- _Requirements_:
Could you copy the material word for word, beginning with its first line and going on through the line containing "M254 156L258 165L293", including both of those lines but leaving out any pictures?

(Labeled shape records)

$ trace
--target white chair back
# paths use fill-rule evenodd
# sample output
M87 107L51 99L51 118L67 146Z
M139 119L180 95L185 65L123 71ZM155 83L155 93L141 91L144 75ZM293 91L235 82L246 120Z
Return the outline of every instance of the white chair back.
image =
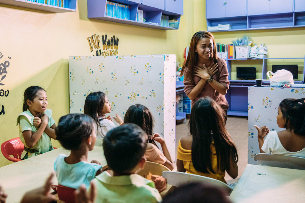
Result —
M200 182L219 187L227 192L228 195L232 191L232 189L223 182L205 176L170 171L163 171L162 176L166 178L167 183L176 187L191 182Z
M254 156L258 165L293 169L305 170L305 158L281 154L260 153Z

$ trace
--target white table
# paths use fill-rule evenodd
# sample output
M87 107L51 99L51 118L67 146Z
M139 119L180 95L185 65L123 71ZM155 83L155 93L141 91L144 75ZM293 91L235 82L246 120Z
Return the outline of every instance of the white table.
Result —
M236 203L305 202L305 170L248 164L230 197Z
M60 154L67 156L69 150L62 147L0 168L0 184L8 195L6 202L20 202L27 191L43 185L52 172L54 161ZM102 147L95 146L88 153L88 161L99 161L105 169L108 167ZM58 184L55 177L54 184Z

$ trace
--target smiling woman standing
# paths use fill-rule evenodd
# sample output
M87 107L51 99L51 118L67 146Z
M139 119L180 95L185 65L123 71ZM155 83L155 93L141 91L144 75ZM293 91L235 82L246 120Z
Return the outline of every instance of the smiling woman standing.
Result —
M213 35L199 31L192 37L181 75L184 91L193 105L206 96L212 98L224 110L226 121L229 104L224 95L229 89L229 73L224 59L217 57Z

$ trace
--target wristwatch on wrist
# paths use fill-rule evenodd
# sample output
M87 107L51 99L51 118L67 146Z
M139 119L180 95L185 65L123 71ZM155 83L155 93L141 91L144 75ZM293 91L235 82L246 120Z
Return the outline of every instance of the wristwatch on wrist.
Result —
M206 79L206 82L207 82L208 83L210 83L210 82L211 82L213 80L213 78L212 77L212 76L211 76L210 78L208 78Z

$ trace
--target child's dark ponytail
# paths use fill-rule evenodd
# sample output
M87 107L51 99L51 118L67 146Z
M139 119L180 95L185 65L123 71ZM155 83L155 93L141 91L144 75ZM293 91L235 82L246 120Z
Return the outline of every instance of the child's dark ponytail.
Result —
M305 98L285 99L280 103L280 110L285 121L284 127L298 135L305 135Z
M23 106L22 107L22 111L25 111L27 110L29 106L27 103L27 100L33 101L33 100L36 97L36 95L38 91L43 90L45 91L42 87L38 86L31 86L29 87L24 90L24 93L23 94L24 100L23 101Z

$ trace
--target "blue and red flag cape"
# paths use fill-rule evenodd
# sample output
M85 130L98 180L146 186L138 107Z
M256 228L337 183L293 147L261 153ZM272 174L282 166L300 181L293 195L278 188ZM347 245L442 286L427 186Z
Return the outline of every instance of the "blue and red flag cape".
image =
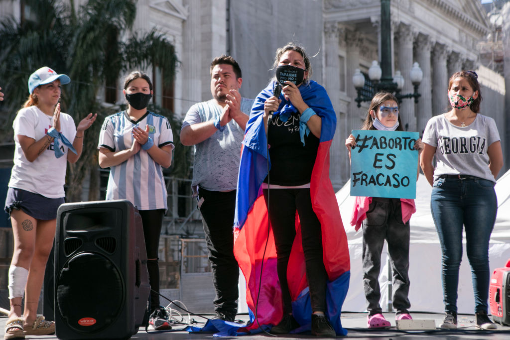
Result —
M251 108L243 141L236 201L234 252L246 279L247 302L253 313L258 295L258 324L253 322L244 329L253 332L257 331L259 325L277 324L283 316L282 292L276 273L276 248L272 231L268 228L267 208L261 189L267 175L268 162L270 166L263 119L264 104L273 96L275 84L270 83L262 90ZM350 264L347 237L329 175L329 147L336 127L336 116L323 87L311 81L309 84L303 84L299 88L303 100L322 119L310 194L314 211L322 227L324 264L328 275L326 314L337 334L345 335L347 330L342 327L340 312L349 287ZM283 94L280 99L282 103L275 115L293 108ZM301 326L309 327L312 309L297 213L296 237L289 260L287 281L294 318ZM303 328L300 330L305 330Z

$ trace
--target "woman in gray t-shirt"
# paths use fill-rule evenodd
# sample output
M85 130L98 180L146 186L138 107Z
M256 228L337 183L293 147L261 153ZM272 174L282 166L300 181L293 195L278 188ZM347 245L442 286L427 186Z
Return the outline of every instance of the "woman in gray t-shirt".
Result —
M494 120L478 113L482 98L475 72L462 71L452 75L448 95L451 110L428 121L420 161L423 173L432 186L430 206L443 252L446 315L441 327L457 327L464 225L476 324L493 329L496 325L487 316L488 253L497 210L494 184L503 166L499 134ZM432 163L435 156L435 168Z

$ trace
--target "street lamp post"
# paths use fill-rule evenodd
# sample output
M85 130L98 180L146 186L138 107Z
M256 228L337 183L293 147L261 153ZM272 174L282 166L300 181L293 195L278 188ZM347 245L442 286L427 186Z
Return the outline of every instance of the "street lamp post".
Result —
M414 86L414 92L402 94L400 93L404 86L404 77L400 71L396 71L395 76L391 76L391 22L390 15L390 0L381 0L381 65L375 60L372 62L372 66L368 70L368 77L373 82L374 91L366 95L362 94L362 89L365 85L365 76L356 68L352 76L352 83L356 88L358 96L354 100L358 102L358 107L361 106L363 101L369 101L374 92L385 91L395 93L399 102L406 98L414 98L417 103L418 98L421 95L418 92L418 88L423 76L423 72L418 63L415 63L411 71L411 82Z

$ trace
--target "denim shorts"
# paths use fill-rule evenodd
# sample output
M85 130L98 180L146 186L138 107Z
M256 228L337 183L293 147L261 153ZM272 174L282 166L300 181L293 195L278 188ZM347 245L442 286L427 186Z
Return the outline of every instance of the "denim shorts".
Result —
M57 211L65 202L64 197L48 198L30 191L9 188L5 199L5 212L10 216L13 210L21 209L37 220L57 218Z

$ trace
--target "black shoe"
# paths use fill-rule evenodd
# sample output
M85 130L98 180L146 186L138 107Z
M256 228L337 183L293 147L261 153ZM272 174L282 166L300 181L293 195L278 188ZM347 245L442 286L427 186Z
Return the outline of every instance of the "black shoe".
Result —
M168 321L168 315L166 313L166 310L164 307L161 306L155 309L150 315L149 324L156 330L172 329L172 326L170 325L170 321Z
M223 321L228 321L230 322L234 322L235 319L236 319L235 315L232 315L230 313L224 313L221 311L217 311L216 315L214 316L214 317L213 318L212 320L223 320Z
M312 315L312 335L335 337L337 333L327 319L323 315Z
M273 327L269 333L271 334L289 334L291 330L299 327L299 324L292 314L286 314L280 323Z
M441 328L443 329L451 329L457 328L457 313L451 312L446 312L445 318L441 324Z
M479 310L476 313L476 326L481 329L497 329L496 325L487 316L485 310Z

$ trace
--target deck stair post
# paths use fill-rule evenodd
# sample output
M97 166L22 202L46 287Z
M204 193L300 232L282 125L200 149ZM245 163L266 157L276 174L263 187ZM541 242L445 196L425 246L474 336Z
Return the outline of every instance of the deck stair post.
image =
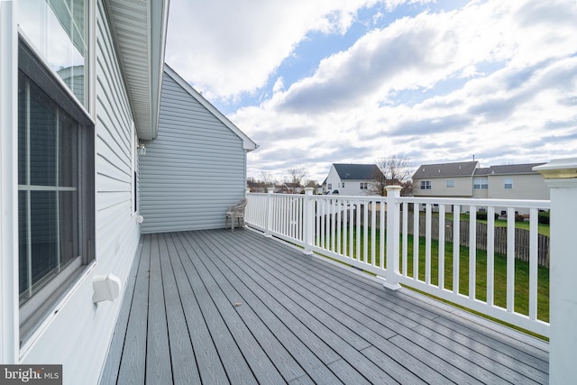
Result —
M384 286L397 290L401 288L398 283L398 257L400 236L400 186L387 186L387 271Z
M551 197L549 383L577 384L577 158L533 168Z
M315 239L315 201L313 200L313 188L305 188L305 206L303 218L305 221L305 254L312 254L313 240Z
M272 234L270 234L270 227L272 226L272 193L274 192L274 188L267 188L267 212L266 212L266 223L264 229L264 236L267 238L270 238Z

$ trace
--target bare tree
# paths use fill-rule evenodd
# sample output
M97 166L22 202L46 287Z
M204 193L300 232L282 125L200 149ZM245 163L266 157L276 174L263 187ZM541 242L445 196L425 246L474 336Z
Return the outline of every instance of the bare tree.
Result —
M295 167L287 170L286 182L293 183L295 186L301 186L301 183L307 176L307 170L304 167Z
M387 186L398 185L403 187L401 195L409 193L410 177L412 166L406 155L392 154L380 159L376 161L377 167L380 170L375 175L374 182L371 183L367 193L370 195L386 196Z

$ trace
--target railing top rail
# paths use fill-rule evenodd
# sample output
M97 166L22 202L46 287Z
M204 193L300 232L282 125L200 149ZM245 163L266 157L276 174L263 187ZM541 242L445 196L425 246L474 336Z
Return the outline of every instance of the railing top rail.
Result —
M255 196L267 196L267 193L250 193ZM275 193L273 196L280 196L287 197L305 197L304 194L279 194ZM443 205L461 205L461 206L497 206L497 207L518 207L518 208L546 208L551 207L550 200L531 200L531 199L486 199L476 197L399 197L391 198L380 196L344 196L344 195L313 195L309 197L317 200L324 199L339 199L339 200L356 200L356 201L382 201L386 202L389 199L396 199L398 202L408 203L432 203Z
M499 207L524 207L524 208L550 208L550 200L531 199L483 199L476 197L399 197L399 202L433 203L462 206L491 206Z

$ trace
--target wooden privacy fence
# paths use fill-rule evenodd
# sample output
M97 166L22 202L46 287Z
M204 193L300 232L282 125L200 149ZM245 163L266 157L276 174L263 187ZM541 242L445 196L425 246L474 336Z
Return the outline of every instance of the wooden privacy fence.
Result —
M378 214L378 213L377 213ZM402 219L401 219L402 220ZM453 221L445 219L444 241L453 242ZM469 221L461 221L460 243L469 247ZM487 251L487 224L476 224L477 240L476 248ZM425 217L420 216L418 233L419 236L425 236ZM413 234L413 216L408 215L408 234ZM431 220L431 237L439 238L439 218L433 216ZM539 266L549 267L549 237L538 234L537 261ZM495 227L495 252L507 254L507 227ZM521 261L529 261L529 231L515 228L515 258Z
M362 205L360 205L362 206ZM356 221L356 213L360 212L361 215L361 223L363 223L363 210L353 210L353 214L352 217L349 217L349 220ZM409 212L410 213L410 212ZM369 211L369 217L371 217L371 211ZM380 213L379 211L376 212L377 220L376 225L379 228L380 216ZM386 215L386 213L385 213ZM420 215L418 232L419 236L426 236L426 225L425 225L425 217L424 215ZM402 228L402 216L400 218L400 228ZM371 224L371 220L369 220L369 224ZM386 222L385 222L386 223ZM448 243L453 243L453 221L449 219L445 219L444 221L444 241ZM408 215L408 234L413 234L413 215L412 213ZM487 225L483 223L477 222L477 239L475 247L478 250L487 251ZM433 216L431 220L431 237L434 240L439 239L439 218L438 216ZM461 221L461 230L460 230L460 244L462 246L469 247L469 221L462 220ZM538 251L537 251L537 260L539 266L549 267L549 237L543 234L538 234ZM506 227L495 227L495 242L494 242L495 252L500 253L503 255L507 254L507 228ZM529 261L529 231L516 228L515 229L515 258L520 261Z

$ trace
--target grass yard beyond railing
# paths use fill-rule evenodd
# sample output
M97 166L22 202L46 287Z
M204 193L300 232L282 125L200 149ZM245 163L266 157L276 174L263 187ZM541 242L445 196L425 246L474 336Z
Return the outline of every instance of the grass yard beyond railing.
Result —
M357 238L356 226L353 227L353 251L356 258L357 239L360 239L361 244L363 244L364 231L361 231L360 237ZM370 237L371 235L371 228L366 233ZM413 235L408 235L408 262L407 275L413 276ZM343 241L342 241L343 242ZM380 263L380 239L375 239L375 263ZM385 238L382 238L385 242ZM372 250L371 243L369 243L369 254ZM401 246L402 247L402 246ZM426 253L426 239L419 237L419 261L418 261L418 278L425 280L425 253ZM386 250L386 247L385 247ZM439 243L436 240L431 241L431 283L438 285L439 277ZM459 250L459 293L464 296L469 295L469 248L461 246ZM371 263L372 261L365 261ZM383 261L386 268L386 259ZM503 254L495 253L494 258L494 296L493 301L496 306L507 307L507 257ZM444 288L453 290L453 243L445 243L444 244ZM400 261L400 271L404 271L402 261ZM487 252L477 250L476 252L476 289L475 298L481 301L487 300ZM537 318L544 322L549 322L549 269L545 267L538 268L537 274ZM529 264L521 260L515 261L515 311L523 314L529 314Z

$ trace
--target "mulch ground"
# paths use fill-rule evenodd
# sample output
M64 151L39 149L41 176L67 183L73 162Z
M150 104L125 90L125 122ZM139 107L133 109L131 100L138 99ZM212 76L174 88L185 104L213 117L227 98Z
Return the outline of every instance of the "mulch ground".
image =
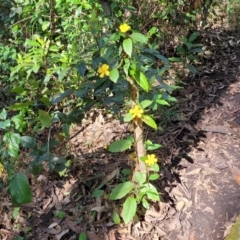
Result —
M170 120L159 113L166 118L164 131L148 133L163 146L156 151L159 203L139 209L140 217L127 226L116 226L111 213L121 202L91 197L100 184L109 193L133 161L131 152L105 150L129 126L92 112L84 127L72 130L79 134L68 147L68 171L30 176L33 203L14 209L1 190L0 239L74 240L83 232L90 240L223 239L240 213L240 48L239 39L222 30L209 30L202 40L207 49L199 74L176 93L179 106Z

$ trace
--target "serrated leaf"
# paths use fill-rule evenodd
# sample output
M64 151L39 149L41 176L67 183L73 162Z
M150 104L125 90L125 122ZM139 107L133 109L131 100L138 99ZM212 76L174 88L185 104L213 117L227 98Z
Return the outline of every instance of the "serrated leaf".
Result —
M128 140L117 140L110 144L108 151L109 152L123 152L129 149L132 146L131 141Z
M124 122L130 122L133 119L133 115L131 113L126 113L123 117Z
M149 115L143 115L142 121L146 123L149 127L157 130L157 124Z
M159 178L159 174L157 174L157 173L152 173L149 176L149 180L152 180L152 181L154 181L154 180L156 180L158 178Z
M113 222L114 222L115 224L119 224L119 223L121 222L121 219L120 219L118 213L115 212L115 211L113 211L112 219L113 219Z
M153 101L151 101L151 100L143 100L142 102L140 102L140 105L144 109L144 108L149 107L152 104L152 102Z
M14 205L27 204L32 201L28 179L24 173L18 173L9 183L9 192Z
M199 32L194 32L194 33L192 33L191 36L189 37L188 41L189 41L189 42L193 42L198 36L199 36Z
M129 223L137 211L137 201L133 197L128 197L123 204L122 218L125 224Z
M93 191L93 193L91 194L92 197L102 197L104 194L103 190L95 190Z
M132 56L132 39L127 38L123 41L123 50L126 54L131 57Z
M128 193L130 193L133 188L134 184L132 182L120 183L115 188L113 188L112 192L110 193L109 199L110 200L121 199L125 197Z
M109 78L111 81L113 81L114 83L117 82L118 78L119 78L119 72L116 68L113 68L111 71L110 71L110 75L109 75Z
M41 124L44 127L50 127L52 125L52 118L49 115L49 113L47 113L41 109L38 109L38 115L39 115L38 116L39 121L41 122Z
M137 33L137 32L132 33L130 37L137 42L147 43L147 38L141 33Z

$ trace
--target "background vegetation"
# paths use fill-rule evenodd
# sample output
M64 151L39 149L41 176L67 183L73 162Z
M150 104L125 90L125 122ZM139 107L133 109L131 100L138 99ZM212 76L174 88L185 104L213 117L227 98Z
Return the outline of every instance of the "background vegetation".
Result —
M123 119L133 100L128 75L139 91L135 105L148 113L143 122L155 128L153 118L163 119L167 107L177 106L173 93L184 78L197 74L207 19L211 22L226 6L229 28L239 31L239 4L234 0L0 0L0 6L1 187L8 189L16 206L32 200L28 174L38 175L43 163L49 171L67 168L67 149L62 155L56 149L68 142L71 126L81 124L87 112L104 109ZM140 35L119 34L123 23ZM126 39L133 46L126 45ZM114 69L110 80L98 74L103 64ZM128 149L133 143L126 141L109 151ZM23 152L30 161L22 161ZM145 175L133 178L139 189L146 182ZM152 175L148 181L157 178ZM153 193L154 186L150 190ZM148 199L158 200L150 195ZM110 195L119 198L114 191ZM143 205L148 207L146 199ZM123 215L124 221L133 216L126 220Z

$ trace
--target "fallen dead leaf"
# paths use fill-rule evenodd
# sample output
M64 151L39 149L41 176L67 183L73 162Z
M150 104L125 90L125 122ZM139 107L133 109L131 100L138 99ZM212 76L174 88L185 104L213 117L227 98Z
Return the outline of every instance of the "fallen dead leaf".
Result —
M240 185L240 169L236 168L236 167L232 167L229 165L229 168L233 174L233 177L235 178L235 180L237 181L238 185Z
M211 213L212 215L214 215L214 210L211 207L204 208L203 212L208 212L208 213Z
M91 232L87 232L87 239L88 240L103 240L103 237L99 236L99 235L95 235Z
M185 202L183 200L178 201L176 204L176 209L180 212L183 209L184 205L185 205Z
M56 234L56 235L55 235L55 238L56 238L57 240L60 240L60 239L61 239L66 233L68 233L68 232L69 232L69 229L65 229L65 230L63 230L62 232Z

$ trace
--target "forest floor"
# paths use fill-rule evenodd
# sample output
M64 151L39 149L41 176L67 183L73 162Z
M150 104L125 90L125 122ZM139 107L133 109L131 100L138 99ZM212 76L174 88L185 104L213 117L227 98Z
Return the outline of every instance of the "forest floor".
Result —
M164 131L148 133L163 147L155 153L161 201L127 226L112 222L121 202L92 198L102 185L109 193L131 166L131 152L110 154L106 144L128 134L128 125L93 111L69 144L69 169L59 176L30 176L34 201L12 208L0 199L0 239L216 240L223 239L240 213L240 46L236 34L209 29L195 77L176 93L179 106ZM64 146L64 147L63 147ZM63 145L58 151L65 152ZM23 153L23 158L29 158Z

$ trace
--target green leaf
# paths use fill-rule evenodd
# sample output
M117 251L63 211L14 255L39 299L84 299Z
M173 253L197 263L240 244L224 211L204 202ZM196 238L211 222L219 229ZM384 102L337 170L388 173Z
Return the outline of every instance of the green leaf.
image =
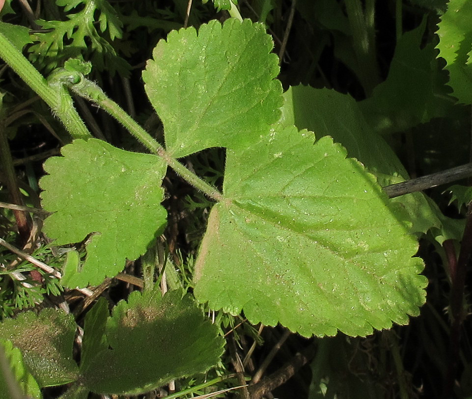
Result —
M45 209L56 212L44 231L56 243L82 241L87 257L80 270L65 270L68 287L101 283L121 271L125 258L146 252L166 224L161 188L166 165L158 157L131 153L99 140L77 140L63 157L45 162L40 181Z
M447 11L441 17L439 29L439 56L446 60L449 71L448 83L452 88L452 95L459 102L472 104L472 1L451 0Z
M234 19L171 32L142 78L179 158L209 147L242 148L278 119L278 60L264 26Z
M416 240L373 177L329 137L276 127L228 150L194 293L253 323L309 336L408 322L427 281Z
M90 364L100 351L108 349L105 329L109 315L108 303L104 298L100 298L87 313L83 324L86 333L83 341L81 367Z
M29 29L26 27L0 21L0 33L4 34L20 51L27 44L32 43L29 37Z
M93 330L85 330L95 335ZM224 340L189 295L164 296L158 285L120 302L107 322L110 345L81 364L84 385L97 393L137 395L216 364ZM98 348L98 346L96 347Z
M37 43L28 49L30 59L42 67L45 65L45 72L49 73L69 58L84 57L99 71L106 69L112 74L118 71L126 76L129 65L117 55L111 43L96 27L98 23L102 32L108 28L112 40L122 36L122 24L108 1L57 0L56 3L64 6L66 12L78 6L80 8L75 13L68 14L67 21L37 21L43 30L34 35Z
M0 324L0 339L20 349L28 371L40 387L75 380L78 368L72 358L77 326L74 318L61 311L45 309L39 315L20 313Z
M356 101L348 94L309 86L290 87L284 93L284 126L316 132L318 137L331 136L375 174L408 178L398 157L367 124ZM396 182L395 182L396 183Z
M387 80L359 103L366 121L378 133L404 132L451 111L454 101L435 59L437 51L432 43L423 43L427 19L403 34Z
M467 207L472 202L472 187L456 184L451 186L446 191L451 193L449 205L457 201L457 209L459 211L463 207Z
M2 354L0 356L4 356L10 366L11 372L11 376L15 378L15 382L17 383L18 389L28 395L29 398L34 399L41 399L42 398L41 391L33 376L28 371L25 362L21 351L18 348L14 347L13 344L10 341L1 340L0 343L2 346L1 351ZM9 381L4 372L0 376L0 397L10 398L11 385L13 381Z
M349 157L361 162L383 186L409 178L391 148L367 123L360 103L349 95L297 86L289 89L284 97L284 126L295 125L300 129L316 132L318 137L331 136L346 148ZM431 207L422 193L403 195L392 202L408 213L412 233L426 233L432 227L441 227L442 213Z
M203 3L207 2L208 0L203 1ZM229 10L231 8L231 0L213 0L213 3L217 11L221 11L222 10ZM235 0L233 2L238 3L237 0Z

- _The output_:
$ trace
--target white chair back
# paths use fill-rule evenodd
# sample output
M87 107L51 99L51 118L67 146Z
M139 119L180 95L185 65L123 71ZM155 83L155 93L141 91L144 75ZM293 91L235 82L246 120Z
Return the outline of every instance of the white chair back.
image =
Result —
M200 182L219 187L227 192L228 195L232 191L232 189L223 182L205 176L170 171L163 171L162 176L166 178L167 183L176 187L191 182Z
M254 156L258 165L293 169L305 170L305 158L281 154L260 153Z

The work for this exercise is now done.